Linear regression has been in use for hundreds of years. What place does it have in the shiny new field of machine learning? It's the same end result you've learned in your stats classes, but the method for getting there is via the steps of thinking like a machine outlined in Chapter 1. We'll go through these steps again in this chapter.

The Business Problem: Predicting Restaurant Profits

You're the CEO of a restaurant franchise. Your restaurants operate in a number of small towns. You're thinking of how to grow the business. Where's the best place to put the next restaurant?

For each restaurant your company owns and operates, you have the population of the town the restaurant is located in and the most recent year's profit generated by the restaurant. Let's have a look at this data.

Load the Data



In [1]:

    
# Load up the data
import numpy as np
import pandas as pd
import matplotlib.pyplot as plt
%matplotlib inline
import seaborn as sns



In [2]:

    
import os
path = os.getcwd() + '/Data/ex1data1.txt'
data = pd.read_csv(path, header=None, names=['Population', 'Profit'])



In [3]:

    
# Quick check on what we have
data.shape









    Out[3]:





(97, 2)

The first few rows of our data look like this:



In [4]:

    
data.head()

The complete data set can be described using the traditional statistical descriptors:



In [5]:

    
data.describe()

Exercise 2-1

Based on the descriptive statitistics above, how would you summarize this data for the CEO of the company in a few sentences?

Visualize the Data



In [6]:

    
data.plot.scatter(x='Population', y='Profit', figsize=(8,5))









    Out[6]:





<matplotlib.axes._subplots.AxesSubplot at 0x10f9b31d0>

Step 1: Define the Input(s)

For this data, we have a single input -- town population. We have 97 different town populations in our dataset. That's 97 different values for our single input variable. Keep in mind that each value is in 10,000s. So multipy the value you see by 10,000 to get the actual value of the population.



In [8]:

    
# Here are the input values
# Number of colums in our dataset
cols = data.shape[1]
# Inputs are in the first column - indexed as 0
X = data.iloc[:, 0:cols-1]
print "number of columns %d" %cols
print "sample inputs \n %s" %X.head()









    



number of columns 2
sample inputs 
    Population
0      6.1101
1      5.5277
2      8.5186
3      7.0032
4      5.8598

Step 2: Define the Output

The output is annual restaurant profit. For each value of the input we have a value for the output. Keep in mind that each value is in \$10,000s. So multipy the value you see by \$10,000 to get the actual annual profit for the restaurant.

* _Data_
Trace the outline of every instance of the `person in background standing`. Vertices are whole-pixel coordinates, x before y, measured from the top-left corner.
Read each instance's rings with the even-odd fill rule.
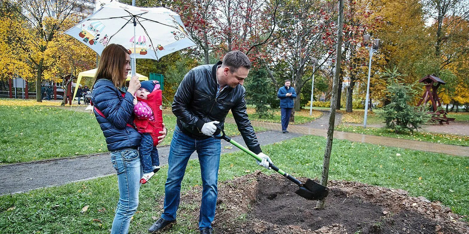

* _Stated exercise 1_
Summarize the restaurant profits page in two sentences.
* _Stated exercise 2_
Return everything in the restaurant profits page from "The output is" down to "for the restaurant.".
* _Stated exercise 3_
Translate this sentence from the restaurant profits page into Spanish: "For each restaurant your company owns and operates, you have the population of the town the restaurant is located in and the most recent year's profit generated by the restaurant."
Nothing in the listing is needed here.

* _Full output 1_
Linear regression, in use for hundreds of years, is worked through here by the steps of thinking like a machine, applied to a restaurant franchise CEO deciding where to put the next restaurant. The data holds 97 rows pairing each town's population, the single input, with the restaurant's most recent annual profit, the output, and both are given in 10,000s.

* _Full output 2_
The output is annual restaurant profit. For each value of the input we have a value for the output. Keep in mind that each value is in \$10,000s. So multipy the value you see by \$10,000 to get the actual annual profit for the restaurant.

* _Full output 3_
Para cada restaurante que su empresa posee y opera, usted tiene la población de la localidad en la que se encuentra el restaurante y la ganancia generada por el restaurante en el año más reciente.